The Gran is particularly deft at reproducing vocals, especially female vocals. When listening to Susannah McCorkle’s ‘Let’s hear the music and dance’, I found this femme fatale’s voice rendered not just with scary realism but also with an incredibly sexy and seductive touch. The Gran reproduces voices so accurately; it allows you to detect how the singer uses breathing techniques to optimize their vocal talents.

I could just not get over how realistically the Gran allowed my brain to recreate the incredibly sultry image as Don McLean paints a romantic picture on a sonic canvas as he gently croons ‘If I only had a match’. I could very easily envision the mood of the scene complete with late night street lighting, mist hanging in the air and cigarette smoke wafting into nothingness.

Another aspect of the Gran that is easy to discern is the clarity with which the lyrics are deciphered. This is very evident. There have been many instances in thr past when listening to vocal tracks, especially harmonies, where I had to Google the lyrics to find out what the words were. When I listened to the same tracks via the Gran, the lyrics came through clear as day, easily decipherable and therefore making the listening experience so much more fatigue free and enjoyable. One such instance is when listening to Scarborough Fair by Simon and Garfunkel. Not only were the words of both Simon and Garfunkel easy to decipher even when their voices harmonized together, but the delicate arrangements of the multitude of instruments on this track also came through with greater finesse and panache than some amplifiers I’ve heard costing twice as much.

▬▬▬

■ **THE TASKS**
1. Transcribe the passage of the Gran review between "The Gran is" and "wafting into nothingness.", inclusive.
2. In the review of the Gran, which Simon and Garfunkel track is given as an example of clearly heard lyrics?
3. Write the next part of the Gran review, picking up after its last sentence.
The records have no connection to the review above.

■ **DATA EXTRACT**

▬▬▬

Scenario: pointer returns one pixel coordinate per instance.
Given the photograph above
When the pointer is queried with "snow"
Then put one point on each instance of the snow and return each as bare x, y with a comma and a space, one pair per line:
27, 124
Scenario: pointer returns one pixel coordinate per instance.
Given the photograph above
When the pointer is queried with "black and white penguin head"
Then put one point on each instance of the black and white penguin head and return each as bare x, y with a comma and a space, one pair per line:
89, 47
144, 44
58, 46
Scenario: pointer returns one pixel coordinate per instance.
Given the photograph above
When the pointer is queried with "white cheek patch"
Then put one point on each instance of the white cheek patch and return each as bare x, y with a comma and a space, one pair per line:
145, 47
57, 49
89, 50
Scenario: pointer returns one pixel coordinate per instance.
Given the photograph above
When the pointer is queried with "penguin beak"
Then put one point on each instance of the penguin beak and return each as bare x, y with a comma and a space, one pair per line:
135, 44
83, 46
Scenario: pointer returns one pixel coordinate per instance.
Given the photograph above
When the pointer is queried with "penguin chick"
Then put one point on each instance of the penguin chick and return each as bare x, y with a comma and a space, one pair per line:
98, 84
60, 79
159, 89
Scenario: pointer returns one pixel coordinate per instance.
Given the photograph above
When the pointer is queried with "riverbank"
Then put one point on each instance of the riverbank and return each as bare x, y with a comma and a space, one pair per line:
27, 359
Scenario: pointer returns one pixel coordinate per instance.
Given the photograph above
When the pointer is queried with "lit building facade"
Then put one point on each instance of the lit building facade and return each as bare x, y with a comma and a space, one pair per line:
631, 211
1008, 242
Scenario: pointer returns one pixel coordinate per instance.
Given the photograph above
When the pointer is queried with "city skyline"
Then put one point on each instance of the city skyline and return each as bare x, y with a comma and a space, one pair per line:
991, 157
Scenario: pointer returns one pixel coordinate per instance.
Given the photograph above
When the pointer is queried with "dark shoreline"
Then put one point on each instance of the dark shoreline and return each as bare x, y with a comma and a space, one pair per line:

▬▬▬

■ **RESPONSES TO THE TASKS**
1.
The Gran is particularly deft at reproducing vocals, especially female vocals. When listening to Susannah McCorkle’s ‘Let’s hear the music and dance’, I found this femme fatale’s voice rendered not just with scary realism but also with an incredibly sexy and seductive touch. The Gran reproduces voices so accurately; it allows you to detect how the singer uses breathing techniques to optimize their vocal talents.

I could just not get over how realistically the Gran allowed my brain to recreate the incredibly sultry image as Don McLean paints a romantic picture on a sonic canvas as he gently croons ‘If I only had a match’. I could very easily envision the mood of the scene complete with late night street lighting, mist hanging in the air and cigarette smoke wafting into nothingness.

2. Scarborough Fair.

3.
With a library of over 72,000 tracks, I was able to throw all kinds of music at the Gran and in every case I was rewarded with a relaxed, effortless presentation, even with complicated musical passages.

Dynamic contrasts can be a challenge for amps with limited power output. A good case in point is ‘Killer’ by Seal. This is a very dynamic track that is particularly good at making even some killer systems lose their composure. Not so with the Gran. The whole track was reproduced with aplomb and poise not unlike an actress' perfectly coiffed head of hair with nary a strand out of place, like Evangeline Lilly over there.  

The sound stage created by the Gran was as wide, tall and deep as they come and so well defined, I could detect musicians’ movements be they side to side or from one point on the stage to another. The Gran also has all the PRaT that you will ever need and the dynamic contrast is truly sublime. There is also a very uncommon continuity from top to bottom across the whole audible frequency spectrum. Ok, you stop looking at Evangeline now.

Major factors that allow us to detect if the sound is live or recorded include the dynamic range, the way the leading edges are rendered, the air around the instruments and the reproduction of harmonics. Few systems today come even close to live music in these four areas. While the Gran may not be exactly SOTA, it comes closest to getting these four factors right amongst all similarly priced tube integrated and separates I have heard.

I also give full marks to the Gran when it comes to connecting you emotionally to the music. I have heard many fine amps that do everything right but still come out sounding very mechanical. No so with the Gran. Try listening to emotional ballads like Stimela on it and don’t be surprise if Hugh Masekela succeeds in making tears well up in your eyes.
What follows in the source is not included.